SET PROBLEM: Rewrite the listing below as a JSON list of strings, one string per line, skipping any blank lines.

################

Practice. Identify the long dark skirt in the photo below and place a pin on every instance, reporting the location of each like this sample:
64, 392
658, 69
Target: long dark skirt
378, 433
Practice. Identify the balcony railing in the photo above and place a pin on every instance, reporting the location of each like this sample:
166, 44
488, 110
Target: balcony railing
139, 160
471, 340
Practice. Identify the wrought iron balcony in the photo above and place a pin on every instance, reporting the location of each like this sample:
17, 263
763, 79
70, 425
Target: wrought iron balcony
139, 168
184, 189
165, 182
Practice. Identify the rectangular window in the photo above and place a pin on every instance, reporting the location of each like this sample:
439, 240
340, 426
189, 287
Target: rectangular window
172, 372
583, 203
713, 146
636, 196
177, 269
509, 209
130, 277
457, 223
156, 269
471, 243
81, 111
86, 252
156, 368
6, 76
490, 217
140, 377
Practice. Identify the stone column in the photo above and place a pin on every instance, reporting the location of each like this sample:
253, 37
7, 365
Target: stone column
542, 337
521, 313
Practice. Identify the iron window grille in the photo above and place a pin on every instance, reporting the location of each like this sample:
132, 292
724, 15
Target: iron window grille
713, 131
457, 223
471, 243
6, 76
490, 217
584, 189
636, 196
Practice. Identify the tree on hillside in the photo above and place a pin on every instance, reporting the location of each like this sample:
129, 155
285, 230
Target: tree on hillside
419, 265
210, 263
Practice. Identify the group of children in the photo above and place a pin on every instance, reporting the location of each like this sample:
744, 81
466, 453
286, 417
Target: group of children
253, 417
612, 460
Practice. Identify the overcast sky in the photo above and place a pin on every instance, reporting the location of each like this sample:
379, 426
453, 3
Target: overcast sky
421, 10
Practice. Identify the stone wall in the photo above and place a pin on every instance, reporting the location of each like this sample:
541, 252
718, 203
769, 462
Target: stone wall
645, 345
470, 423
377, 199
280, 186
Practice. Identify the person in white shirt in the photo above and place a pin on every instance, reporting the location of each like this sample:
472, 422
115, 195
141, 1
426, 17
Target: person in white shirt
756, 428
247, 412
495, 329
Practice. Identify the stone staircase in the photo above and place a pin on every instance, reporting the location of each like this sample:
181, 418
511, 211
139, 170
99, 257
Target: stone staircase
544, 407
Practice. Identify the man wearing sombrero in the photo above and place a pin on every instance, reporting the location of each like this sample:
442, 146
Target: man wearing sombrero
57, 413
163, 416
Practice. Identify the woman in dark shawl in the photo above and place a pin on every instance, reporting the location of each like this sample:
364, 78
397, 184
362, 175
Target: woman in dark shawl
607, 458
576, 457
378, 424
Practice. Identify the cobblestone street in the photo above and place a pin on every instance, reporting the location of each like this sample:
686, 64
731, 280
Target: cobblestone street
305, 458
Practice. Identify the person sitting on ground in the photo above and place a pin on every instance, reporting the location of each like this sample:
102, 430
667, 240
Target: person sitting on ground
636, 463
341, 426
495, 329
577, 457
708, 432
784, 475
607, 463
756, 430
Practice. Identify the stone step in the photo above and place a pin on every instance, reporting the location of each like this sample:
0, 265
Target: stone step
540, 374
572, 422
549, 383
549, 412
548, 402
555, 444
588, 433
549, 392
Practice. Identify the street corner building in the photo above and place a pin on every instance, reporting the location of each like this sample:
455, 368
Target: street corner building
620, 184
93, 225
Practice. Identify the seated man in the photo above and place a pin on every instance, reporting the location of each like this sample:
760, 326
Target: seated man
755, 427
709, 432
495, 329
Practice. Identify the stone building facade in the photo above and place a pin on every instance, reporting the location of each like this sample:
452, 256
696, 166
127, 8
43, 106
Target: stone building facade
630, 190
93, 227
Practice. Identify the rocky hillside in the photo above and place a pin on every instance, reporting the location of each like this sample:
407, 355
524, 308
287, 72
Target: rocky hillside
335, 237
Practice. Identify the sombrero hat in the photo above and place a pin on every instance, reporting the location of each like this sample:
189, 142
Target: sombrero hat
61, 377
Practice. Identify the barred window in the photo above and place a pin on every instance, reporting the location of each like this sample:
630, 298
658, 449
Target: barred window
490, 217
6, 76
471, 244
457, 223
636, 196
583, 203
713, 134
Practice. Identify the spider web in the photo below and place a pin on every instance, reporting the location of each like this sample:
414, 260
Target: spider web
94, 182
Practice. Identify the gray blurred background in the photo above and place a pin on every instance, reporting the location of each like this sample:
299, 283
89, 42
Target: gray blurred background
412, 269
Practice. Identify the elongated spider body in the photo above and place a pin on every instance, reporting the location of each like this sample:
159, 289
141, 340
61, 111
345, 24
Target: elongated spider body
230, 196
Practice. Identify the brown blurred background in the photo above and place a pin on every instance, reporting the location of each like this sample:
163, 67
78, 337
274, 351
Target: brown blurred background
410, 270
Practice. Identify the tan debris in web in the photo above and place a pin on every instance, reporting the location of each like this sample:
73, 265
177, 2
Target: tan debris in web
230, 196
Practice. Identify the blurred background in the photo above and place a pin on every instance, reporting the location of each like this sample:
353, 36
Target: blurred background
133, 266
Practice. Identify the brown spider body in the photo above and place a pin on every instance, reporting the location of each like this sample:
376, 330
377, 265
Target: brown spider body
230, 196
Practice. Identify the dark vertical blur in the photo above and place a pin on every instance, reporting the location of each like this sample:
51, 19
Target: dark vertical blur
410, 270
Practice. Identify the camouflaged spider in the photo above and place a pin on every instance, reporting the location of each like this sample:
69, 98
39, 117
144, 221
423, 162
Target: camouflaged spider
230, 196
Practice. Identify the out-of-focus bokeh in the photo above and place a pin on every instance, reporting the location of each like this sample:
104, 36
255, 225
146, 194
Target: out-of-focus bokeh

################

ANSWER TO THIS PROBLEM:
[
  "Practice. Identify the long dark skirt in the photo below and place a pin on every instance, reporting the location of each like this sample:",
  "64, 392",
  "658, 69",
  "Target: long dark skirt",
  "378, 433",
  "Practice. Identify the balcony railing in the photo above and place a pin on every instance, reporting the location of each like this sample:",
  "166, 44",
  "488, 110",
  "Target: balcony railing",
  "139, 160",
  "471, 340",
  "Practice. Identify the wrought iron balcony in the photo above and place a pin on every instance, reporting the location of each like this sample:",
  "17, 263",
  "763, 79",
  "70, 425",
  "Target: wrought iron balcony",
  "139, 168",
  "184, 189",
  "165, 182",
  "Practice. Identify the rectangular window in the photo above and place a pin on every instance, reporting the location of each like this sample:",
  "439, 240",
  "340, 426",
  "189, 287",
  "Target: rectangular window",
  "172, 372",
  "583, 203",
  "713, 146",
  "636, 196",
  "177, 269",
  "509, 209",
  "130, 277",
  "457, 223",
  "156, 269",
  "471, 243",
  "81, 111",
  "86, 252",
  "156, 368",
  "6, 76",
  "490, 217",
  "140, 377",
  "Practice. Identify the stone column in the photo above and place a pin on every instance, reporting the location of each like this sample:",
  "253, 37",
  "7, 365",
  "Target: stone column",
  "542, 337",
  "521, 313",
  "Practice. Identify the iron window grille in the photo above and place a pin on every instance, reporting the location of each like this sample:",
  "132, 292",
  "724, 15",
  "Target: iron window grille",
  "713, 131",
  "457, 223",
  "471, 243",
  "6, 76",
  "490, 217",
  "584, 189",
  "636, 196",
  "Practice. Identify the tree on hillside in the photo above and place a pin on every instance, reporting the location of each like this sample:",
  "129, 155",
  "285, 230",
  "Target: tree on hillside",
  "419, 265",
  "210, 263",
  "Practice. Identify the group of children in the photo above and place a pin on every instance, reporting the location of each like this sample:",
  "744, 81",
  "466, 453",
  "286, 417",
  "Target: group of children",
  "253, 417",
  "612, 460",
  "Practice. Identify the overcast sky in the photo above and place a pin on every instance, reporting the location of each like this sample:",
  "379, 426",
  "453, 3",
  "Target: overcast sky",
  "421, 10",
  "Practice. Identify the stone wall in the photo above and place a pin on every instance, reporting the location of each like this sample:",
  "541, 252",
  "718, 203",
  "769, 462",
  "Target: stone wall",
  "645, 345",
  "470, 423",
  "377, 199",
  "280, 186",
  "Practice. Identify the person in white shirt in the photo above and place a pin on every instance, reporting the location of each like this sample:",
  "472, 422",
  "115, 195",
  "141, 1",
  "426, 17",
  "Target: person in white shirt",
  "756, 428",
  "247, 412",
  "495, 329",
  "Practice. Identify the stone staircase in the photo above and place a pin on every instance, reporting the location of each like this sample:",
  "181, 418",
  "511, 211",
  "139, 170",
  "99, 257",
  "Target: stone staircase",
  "544, 407",
  "Practice. Identify the man wearing sombrero in the photo above and place a pin on every instance, reporting the location of each like this sample:",
  "442, 146",
  "Target: man wearing sombrero",
  "57, 413",
  "163, 416",
  "Practice. Identify the woman in dark shawl in the photo above and place a pin on every instance, reporting the location of each like this sample:",
  "364, 78",
  "397, 184",
  "362, 175",
  "Target: woman in dark shawl",
  "607, 458",
  "576, 457",
  "378, 424",
  "Practice. Identify the cobblestone street in the photo above and place a pin on every instance, reporting the location of each like this sample:",
  "686, 64",
  "731, 280",
  "Target: cobblestone street",
  "305, 458",
  "Practice. Identify the person sitting on ground in the photo above and place a pin on every instance, reporting the location of each like this sample:",
  "102, 430",
  "667, 240",
  "Target: person sitting on ground",
  "636, 463",
  "341, 426",
  "495, 329",
  "577, 457",
  "708, 432",
  "784, 475",
  "607, 463",
  "756, 430",
  "Practice. Identify the stone step in the photo above and place a pin on every instance, reporting the location of each like this sample:",
  "0, 265",
  "Target: stone step",
  "540, 374",
  "572, 422",
  "549, 383",
  "549, 412",
  "548, 402",
  "555, 444",
  "588, 433",
  "549, 392",
  "Practice. Identify the street corner building in the photo above and place a pin on every instance, reporting the location of each like this sample:",
  "455, 368",
  "Target: street corner building",
  "620, 184",
  "93, 225",
  "Practice. Identify the seated man in the photo above and place a pin on every instance, reporting the location of each like this sample:",
  "760, 326",
  "Target: seated man",
  "755, 427",
  "709, 432",
  "495, 329",
  "Practice. Identify the stone building facade in the photo above and place a pin on every instance, reporting the location of each like this sample:",
  "452, 256",
  "696, 166",
  "127, 8",
  "43, 106",
  "Target: stone building facade",
  "630, 190",
  "93, 227",
  "Practice. Identify the rocky hillside in the photo above and place a pin on every instance, reporting the location of each like this sample:",
  "407, 355",
  "524, 308",
  "287, 72",
  "Target: rocky hillside",
  "335, 237",
  "Practice. Identify the sombrero hat in the photo above and place a pin on every instance, reporting the location of each like this sample:",
  "189, 142",
  "Target: sombrero hat",
  "61, 377",
  "Practice. Identify the barred window in the photo above and place a pin on every instance, reporting the location of each like this sample:",
  "630, 298",
  "658, 449",
  "Target: barred window",
  "490, 217",
  "6, 76",
  "471, 244",
  "457, 223",
  "636, 196",
  "583, 203",
  "713, 134",
  "Practice. Identify the spider web in the photo below and place a pin on every instance, reporting the location of each like this sample:",
  "414, 260",
  "Target: spider web",
  "94, 182",
  "Practice. Identify the gray blurred background in the photo above and place a pin on every instance, reporting the location of each like this sample:",
  "299, 283",
  "89, 42",
  "Target: gray blurred background",
  "412, 269",
  "Practice. Identify the elongated spider body in the photo above and place a pin on every instance, reporting the location of each like this sample:",
  "159, 289",
  "141, 340",
  "61, 111",
  "345, 24",
  "Target: elongated spider body",
  "230, 196",
  "Practice. Identify the brown blurred background in the photo above and place a pin on every instance, reporting the location of each like this sample:",
  "163, 67",
  "78, 337",
  "274, 351",
  "Target: brown blurred background",
  "410, 270",
  "Practice. Identify the tan debris in web in the photo above and place a pin on every instance, reporting the location of each like this sample:",
  "73, 265",
  "177, 2",
  "Target: tan debris in web",
  "230, 196",
  "Practice. Identify the blurred background in the photo above and place a pin on every instance, reporting the location of each like this sample:",
  "353, 36",
  "Target: blurred background",
  "133, 266",
  "Practice. Identify the brown spider body in the photo above and place a pin on every instance, reporting the location of each like this sample:",
  "376, 330",
  "377, 265",
  "Target: brown spider body",
  "230, 196",
  "Practice. Identify the dark vertical blur in the photo above and place a pin on every instance, reporting the location of each like this sample:",
  "51, 19",
  "Target: dark vertical blur",
  "410, 270",
  "Practice. Identify the camouflaged spider in the photo above and place a pin on every instance, reporting the location of each like this sample:",
  "69, 98",
  "39, 117",
  "144, 221",
  "423, 162",
  "Target: camouflaged spider",
  "230, 196",
  "Practice. Identify the out-of-focus bokeh in the photo above and place a pin on every instance, reporting the location of each like this sample:",
  "104, 36",
  "255, 225",
  "146, 194",
  "Target: out-of-focus bokeh"
]